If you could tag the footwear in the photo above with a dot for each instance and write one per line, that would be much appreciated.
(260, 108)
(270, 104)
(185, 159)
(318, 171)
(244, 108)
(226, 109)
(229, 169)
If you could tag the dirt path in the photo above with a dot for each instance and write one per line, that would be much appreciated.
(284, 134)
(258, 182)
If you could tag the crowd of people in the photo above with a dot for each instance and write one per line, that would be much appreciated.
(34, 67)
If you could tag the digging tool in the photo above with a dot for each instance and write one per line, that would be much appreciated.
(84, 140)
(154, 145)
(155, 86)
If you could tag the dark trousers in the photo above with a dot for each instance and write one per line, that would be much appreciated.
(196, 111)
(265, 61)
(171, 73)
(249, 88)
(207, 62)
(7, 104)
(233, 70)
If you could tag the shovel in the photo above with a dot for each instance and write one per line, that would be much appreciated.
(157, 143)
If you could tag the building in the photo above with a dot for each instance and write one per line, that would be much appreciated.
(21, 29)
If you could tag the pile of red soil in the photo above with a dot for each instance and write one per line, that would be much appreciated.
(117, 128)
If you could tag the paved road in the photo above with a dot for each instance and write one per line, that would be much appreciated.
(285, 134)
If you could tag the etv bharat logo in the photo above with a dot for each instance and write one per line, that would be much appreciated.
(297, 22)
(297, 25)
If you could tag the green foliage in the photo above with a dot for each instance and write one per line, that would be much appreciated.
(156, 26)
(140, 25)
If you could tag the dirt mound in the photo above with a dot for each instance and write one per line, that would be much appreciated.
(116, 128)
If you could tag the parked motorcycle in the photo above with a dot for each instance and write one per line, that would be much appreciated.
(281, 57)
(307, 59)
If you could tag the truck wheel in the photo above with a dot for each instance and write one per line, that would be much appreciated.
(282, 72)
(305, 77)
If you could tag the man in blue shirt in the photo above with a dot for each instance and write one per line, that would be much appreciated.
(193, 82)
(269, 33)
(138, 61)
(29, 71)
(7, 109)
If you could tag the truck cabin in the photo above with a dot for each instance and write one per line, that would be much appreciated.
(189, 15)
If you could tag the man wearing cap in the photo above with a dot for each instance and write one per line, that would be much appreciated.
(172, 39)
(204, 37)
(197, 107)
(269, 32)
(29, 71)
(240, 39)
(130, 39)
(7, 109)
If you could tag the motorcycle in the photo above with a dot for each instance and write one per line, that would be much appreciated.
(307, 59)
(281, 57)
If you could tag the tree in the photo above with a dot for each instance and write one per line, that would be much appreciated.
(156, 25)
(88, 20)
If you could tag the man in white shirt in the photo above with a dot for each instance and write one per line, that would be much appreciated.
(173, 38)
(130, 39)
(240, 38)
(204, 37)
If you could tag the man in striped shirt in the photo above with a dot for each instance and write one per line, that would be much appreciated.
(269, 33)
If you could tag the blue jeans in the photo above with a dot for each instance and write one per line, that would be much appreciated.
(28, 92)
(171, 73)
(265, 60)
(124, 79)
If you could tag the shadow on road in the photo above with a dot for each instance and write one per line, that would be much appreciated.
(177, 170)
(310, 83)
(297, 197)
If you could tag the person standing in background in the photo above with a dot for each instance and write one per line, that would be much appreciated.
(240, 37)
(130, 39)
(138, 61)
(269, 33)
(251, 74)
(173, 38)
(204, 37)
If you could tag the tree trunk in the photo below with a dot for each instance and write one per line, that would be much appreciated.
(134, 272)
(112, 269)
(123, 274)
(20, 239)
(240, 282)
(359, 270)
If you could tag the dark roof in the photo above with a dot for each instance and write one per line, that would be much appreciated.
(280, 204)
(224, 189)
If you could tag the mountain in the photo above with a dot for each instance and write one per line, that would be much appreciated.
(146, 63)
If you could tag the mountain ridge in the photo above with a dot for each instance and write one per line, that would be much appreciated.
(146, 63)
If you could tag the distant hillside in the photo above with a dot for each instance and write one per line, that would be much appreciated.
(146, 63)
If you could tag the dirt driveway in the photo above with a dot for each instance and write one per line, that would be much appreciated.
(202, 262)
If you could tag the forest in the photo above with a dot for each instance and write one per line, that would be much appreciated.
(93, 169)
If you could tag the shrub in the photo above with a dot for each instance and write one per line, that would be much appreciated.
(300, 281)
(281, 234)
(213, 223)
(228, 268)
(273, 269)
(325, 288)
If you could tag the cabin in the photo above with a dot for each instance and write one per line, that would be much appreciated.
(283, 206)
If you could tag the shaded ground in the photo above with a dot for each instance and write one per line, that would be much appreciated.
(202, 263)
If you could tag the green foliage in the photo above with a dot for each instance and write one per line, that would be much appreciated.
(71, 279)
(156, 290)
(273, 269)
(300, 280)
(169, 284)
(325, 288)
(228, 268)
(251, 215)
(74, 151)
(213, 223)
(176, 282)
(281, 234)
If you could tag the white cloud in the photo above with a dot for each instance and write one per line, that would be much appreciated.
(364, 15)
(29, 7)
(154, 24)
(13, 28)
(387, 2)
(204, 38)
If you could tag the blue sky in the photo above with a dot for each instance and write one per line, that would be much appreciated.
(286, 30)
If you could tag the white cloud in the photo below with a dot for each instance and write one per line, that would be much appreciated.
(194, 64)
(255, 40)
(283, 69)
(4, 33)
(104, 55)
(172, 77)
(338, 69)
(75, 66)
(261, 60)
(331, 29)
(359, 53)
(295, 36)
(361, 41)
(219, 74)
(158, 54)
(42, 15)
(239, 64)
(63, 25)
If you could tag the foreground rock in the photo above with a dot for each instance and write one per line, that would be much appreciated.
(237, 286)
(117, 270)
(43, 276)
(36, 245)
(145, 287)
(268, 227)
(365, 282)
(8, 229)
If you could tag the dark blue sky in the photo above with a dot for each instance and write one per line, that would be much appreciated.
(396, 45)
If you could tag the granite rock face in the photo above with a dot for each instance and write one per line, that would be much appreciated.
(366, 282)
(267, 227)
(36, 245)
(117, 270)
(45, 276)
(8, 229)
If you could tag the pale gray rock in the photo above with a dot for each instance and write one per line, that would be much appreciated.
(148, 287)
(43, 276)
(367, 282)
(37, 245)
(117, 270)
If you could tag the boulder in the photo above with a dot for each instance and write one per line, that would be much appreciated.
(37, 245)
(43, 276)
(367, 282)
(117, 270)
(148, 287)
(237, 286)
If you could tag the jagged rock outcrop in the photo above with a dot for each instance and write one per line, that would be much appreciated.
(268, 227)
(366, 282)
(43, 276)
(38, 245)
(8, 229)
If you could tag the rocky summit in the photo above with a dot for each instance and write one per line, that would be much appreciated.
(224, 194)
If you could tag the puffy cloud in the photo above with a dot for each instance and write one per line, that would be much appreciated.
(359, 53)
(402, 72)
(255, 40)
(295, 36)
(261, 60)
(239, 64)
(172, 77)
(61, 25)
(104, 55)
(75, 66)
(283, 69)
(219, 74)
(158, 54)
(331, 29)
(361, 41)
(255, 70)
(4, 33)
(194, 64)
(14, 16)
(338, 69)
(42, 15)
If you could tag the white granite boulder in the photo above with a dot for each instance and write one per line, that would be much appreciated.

• • • •

The entries above must be copied verbatim. Leave none out.

If you could tag the footwear in the photo above with a dot for each instance and write one per line, that would be much appreciated.
(260, 108)
(270, 104)
(185, 159)
(318, 171)
(244, 108)
(226, 109)
(229, 169)
If you could tag the dirt path in the photo above with a dot for each instance and write one per line, that would be much appreciated.
(284, 134)
(258, 182)
If you could tag the crowd of people in the photo above with a dot for each instance and write one per line, that would be much appreciated.
(34, 67)
If you could tag the digging tool in the photo above with a dot for each instance and write one per line, that would be much appreciated.
(84, 140)
(154, 145)
(155, 86)
If you could tag the dark trousers in the photo above with a dot for each instance and write one per line, that would be much appreciated.
(196, 111)
(265, 61)
(171, 73)
(249, 88)
(207, 62)
(7, 104)
(233, 70)
If you could tag the shovel in the photo above with a dot for each instance and write one per line, that would be much appreciated.
(157, 143)
If you could tag the building in the photo above with a dot for each instance and write one per line, that would be much appreciated.
(21, 29)
If you could tag the pile of red soil in the photo above with a dot for each instance and write one per line, that would be much appreciated.
(117, 128)
If you could tag the paved road in the photo above with a dot for each instance and write one per line, that would be much appreciated.
(285, 134)
If you could tag the etv bharat logo in the photo above with a dot for each instance and write one per line, that would be much appreciated.
(297, 22)
(297, 25)
If you could tag the green foliage in the photo above with a dot for each instance and write one per line, that would be much appreciated.
(156, 26)
(140, 25)
If you could tag the dirt mound in the photo above with a dot for each instance and write one per line, that would be much appreciated.
(116, 128)
If you could tag the parked motorcycle in the photo above with a dot for each instance and write one per line, that would be much appreciated.
(281, 57)
(307, 59)
If you could tag the truck wheel in the photo above with a dot for each instance and write one per line, that would be much appreciated.
(282, 72)
(305, 77)
If you could tag the man in blue shirt in the photo above with a dot for each instance and write one per line, that would be much appreciated.
(193, 82)
(269, 33)
(138, 61)
(29, 71)
(7, 109)
If you could tag the truck cabin in the photo above with a dot for each instance and write one per line, that would be much appreciated.
(189, 15)
If you could tag the man wearing cap in the photo above with a dot for each instance and write one per line, that would be much appreciated.
(172, 39)
(204, 37)
(197, 107)
(269, 32)
(29, 71)
(240, 39)
(130, 39)
(7, 109)
If you could tag the motorcycle in the photo above with a dot for each instance and write one per line, that would be much appreciated.
(307, 59)
(281, 57)
If you could tag the tree in the photo above with a dot for each instance and write one per line, that would be much appreciated.
(156, 25)
(88, 20)
If you could tag the man in white shirt in the photo above with a dot for each instance and write one per line, that would be much appreciated.
(173, 38)
(130, 39)
(240, 38)
(204, 37)
If you could tag the man in striped shirt in the photo above with a dot for each instance and write one per line, that would be much appreciated.
(269, 33)
If you could tag the blue jeans in the photo above with a dot for each instance and write one per line, that would be much appreciated.
(28, 92)
(171, 73)
(265, 60)
(124, 79)
If you could tag the shadow on road in the photo above with a dot for each instance and write one per line, that would be much appreciated.
(177, 170)
(310, 83)
(297, 197)
If you could tag the person standing in background in the photo above with a dot for each instance and write one per line, that would be much appreciated.
(240, 37)
(130, 39)
(138, 61)
(269, 33)
(251, 74)
(173, 38)
(204, 37)
If you could tag the tree trunk in the photo below with a dot for each instance and write one per line, that would be much appreciated.
(134, 272)
(112, 269)
(123, 274)
(20, 239)
(240, 282)
(359, 270)
If you could tag the dark roof in the photo above with a dot for each instance and write one per line, that would be much appreciated.
(280, 204)
(224, 189)
If you could tag the mountain in the photo above with a dot for each instance and write one per line, that would be much appreciated.
(146, 63)
If you could tag the mountain ridge in the photo above with a dot for each instance and write one per line, that would be much appreciated.
(146, 63)
If you could tag the distant hillside in the photo above with a dot for each instance and write one per line, that would be much appreciated.
(146, 63)
If you could tag the dirt driveway in the photo above with a dot for each instance and write one per line, that would be much appreciated.
(202, 262)
If you could tag the forest in the photo above with a dot for each instance and write one per line, that would be much appreciated.
(93, 169)
If you could tag the shrub in the photo above with a dot for each instance and write one per line, that would be much appreciated.
(300, 281)
(281, 234)
(213, 223)
(228, 268)
(273, 269)
(325, 288)
If you could tag the cabin in the photo above with a dot for each instance and write one per line, that would be much appreciated.
(283, 206)
If you could tag the shaded ground in the photo above with a dot for each instance and write one per line, that would be much appreciated.
(202, 263)
If you could tag the green foliage in the photo above with a dot for each instance and write one per line, that would be much appreciated.
(71, 279)
(156, 290)
(273, 269)
(300, 280)
(169, 284)
(325, 288)
(228, 268)
(251, 215)
(74, 151)
(213, 223)
(176, 282)
(281, 234)
If you could tag the white cloud in the photo above with a dot for each instance and write one per line, that would be much appreciated.
(364, 15)
(29, 7)
(154, 24)
(13, 28)
(387, 2)
(204, 38)
If you could tag the blue sky in the photo above with a dot for each instance and write one per line, that would be much appreciated.
(286, 30)
If you could tag the white cloud in the photo below with a dot for each instance and write one per line, that would be much appreciated.
(194, 64)
(255, 40)
(283, 69)
(4, 33)
(104, 55)
(172, 77)
(338, 69)
(75, 66)
(261, 60)
(331, 29)
(359, 53)
(295, 36)
(361, 41)
(219, 74)
(158, 54)
(42, 15)
(239, 64)
(63, 25)
If you could tag the foreground rock in the photo above with a dot for each instance and write one per line, that would be much appreciated.
(237, 286)
(117, 270)
(43, 276)
(36, 245)
(145, 287)
(268, 227)
(365, 282)
(8, 229)
If you could tag the dark blue sky in the photo above with a dot for each instance and write one per line, that would be much appreciated.
(396, 45)
If you could tag the granite rock face in the photo above with a dot for each instance and write one per line, that would be much appreciated.
(366, 282)
(267, 227)
(36, 245)
(117, 270)
(45, 276)
(8, 229)
If you could tag the pale gray rock in the photo above with a dot for each instance and write one per line, that would be much appreciated.
(148, 287)
(43, 276)
(367, 282)
(37, 245)
(117, 270)
If you could tag the boulder in the photo above with a dot for each instance and write one per line, that would be much appreciated.
(37, 245)
(43, 276)
(367, 282)
(117, 270)
(148, 287)
(237, 286)
If you could tag the jagged rock outcrop in the photo above with a dot for each instance and write one per line, that would be much appreciated.
(268, 227)
(366, 282)
(43, 276)
(38, 245)
(8, 229)
If you could tag the rocky summit in the photo above with a dot for each instance and write one per line, that would be much appreciated.
(224, 194)
If you could tag the puffy cloud in the photo above with a dot for each instance and write one per line, that would be much appreciated.
(359, 53)
(402, 72)
(255, 40)
(295, 36)
(261, 60)
(239, 64)
(172, 77)
(61, 25)
(104, 55)
(75, 66)
(283, 69)
(219, 74)
(158, 54)
(331, 29)
(361, 41)
(255, 70)
(4, 33)
(194, 64)
(14, 16)
(338, 69)
(42, 15)
If you could tag the white granite boulder in the photo above with a dot for each instance and write one per line, that would be much appreciated.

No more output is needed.